### TASK DIRECTIONS
No images are to be carried over; print all other material exactly as it stands.

(Items from a dataset)
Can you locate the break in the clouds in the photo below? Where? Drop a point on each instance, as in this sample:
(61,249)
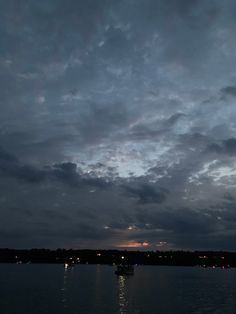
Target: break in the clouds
(117,124)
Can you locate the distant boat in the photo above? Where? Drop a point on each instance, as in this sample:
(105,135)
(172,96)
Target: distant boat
(69,264)
(124,270)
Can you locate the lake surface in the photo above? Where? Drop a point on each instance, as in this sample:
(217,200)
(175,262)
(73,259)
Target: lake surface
(95,289)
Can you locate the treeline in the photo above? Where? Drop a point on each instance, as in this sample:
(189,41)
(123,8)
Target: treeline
(171,258)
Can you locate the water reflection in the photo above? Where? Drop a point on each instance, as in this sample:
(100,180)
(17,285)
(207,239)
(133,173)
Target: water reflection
(68,272)
(122,295)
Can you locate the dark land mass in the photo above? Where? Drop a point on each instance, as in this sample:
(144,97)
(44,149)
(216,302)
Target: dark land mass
(111,257)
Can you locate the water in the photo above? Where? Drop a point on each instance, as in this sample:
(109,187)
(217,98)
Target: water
(87,289)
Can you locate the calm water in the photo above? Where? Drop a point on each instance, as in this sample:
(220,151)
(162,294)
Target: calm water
(86,289)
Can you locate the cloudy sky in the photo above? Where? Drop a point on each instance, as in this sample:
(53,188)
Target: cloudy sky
(118,124)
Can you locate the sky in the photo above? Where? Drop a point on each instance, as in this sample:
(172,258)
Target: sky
(118,124)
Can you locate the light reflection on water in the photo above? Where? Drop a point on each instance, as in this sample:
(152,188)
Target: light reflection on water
(122,295)
(88,289)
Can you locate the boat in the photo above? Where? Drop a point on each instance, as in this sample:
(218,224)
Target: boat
(124,270)
(69,264)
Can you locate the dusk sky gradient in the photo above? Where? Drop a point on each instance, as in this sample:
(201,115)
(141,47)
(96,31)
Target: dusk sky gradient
(118,124)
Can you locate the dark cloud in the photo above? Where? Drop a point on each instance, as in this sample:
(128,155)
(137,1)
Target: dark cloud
(225,147)
(229,90)
(146,193)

### FINISHED TASK
Can you locate the break in the clouds in the photo below? Where? Drop a point on each instance, as in this sample:
(61,249)
Target: break in the clouds
(117,124)
Can you locate the distant boat in the photo above? Where? Drop a point on each instance, as in this sample:
(105,135)
(172,96)
Target: distant boat
(69,264)
(124,270)
Can you locate the lake surface in the photo above? Where? Drop a point on each instance, as in this sample:
(217,200)
(175,262)
(73,259)
Target: lake surface
(95,289)
Can you locate the treeline in the photo above? Where? Drop a point on each instance, as in this sample:
(189,41)
(123,8)
Target: treeline
(171,258)
Can you locate the water reflection in the photo above? Where? Drop a point on each instance, as in this sample:
(100,180)
(17,285)
(207,239)
(133,173)
Target: water reflection
(68,272)
(122,295)
Can you locate the dark land mass in the photo above? Where? Drop a point on each instance, as in this sample:
(144,97)
(44,149)
(216,302)
Target: dark land mass
(111,257)
Can you locate the water in the photo above? Where? Drop a point on each instance, as in this sample:
(109,187)
(217,98)
Target: water
(87,289)
Can you locate the calm water in the photo above? Where? Drop a point on each instance, as in this sample:
(220,151)
(162,294)
Target: calm water
(86,289)
Can you locate the cloudy sky in the photo above? Where? Drop a point on each instance, as in this sample:
(53,188)
Target: cloudy sky
(118,124)
Can you locate the sky in the photo above? Where? Drop a point on each instance, as in this sample:
(172,258)
Target: sky
(118,124)
Can you locate the light reflection on water in the photo above? Where? Drop a point on each instance, as in this sample:
(152,188)
Target: light reflection on water
(122,295)
(88,289)
Can you locate the boat in the photo above? Where? Drop a point on each instance, as in this sample:
(218,224)
Target: boat
(124,270)
(69,264)
Can you locate the dusk sky gradient in the photo above? Where? Drop a point on each instance, as in this sample:
(201,115)
(141,47)
(96,31)
Target: dusk sky gradient
(118,124)
Can you locate the dark cloud in the photo above? Where? Drop a point on each instance, as in this sample:
(128,155)
(137,1)
Target: dark cloud
(225,147)
(229,90)
(146,193)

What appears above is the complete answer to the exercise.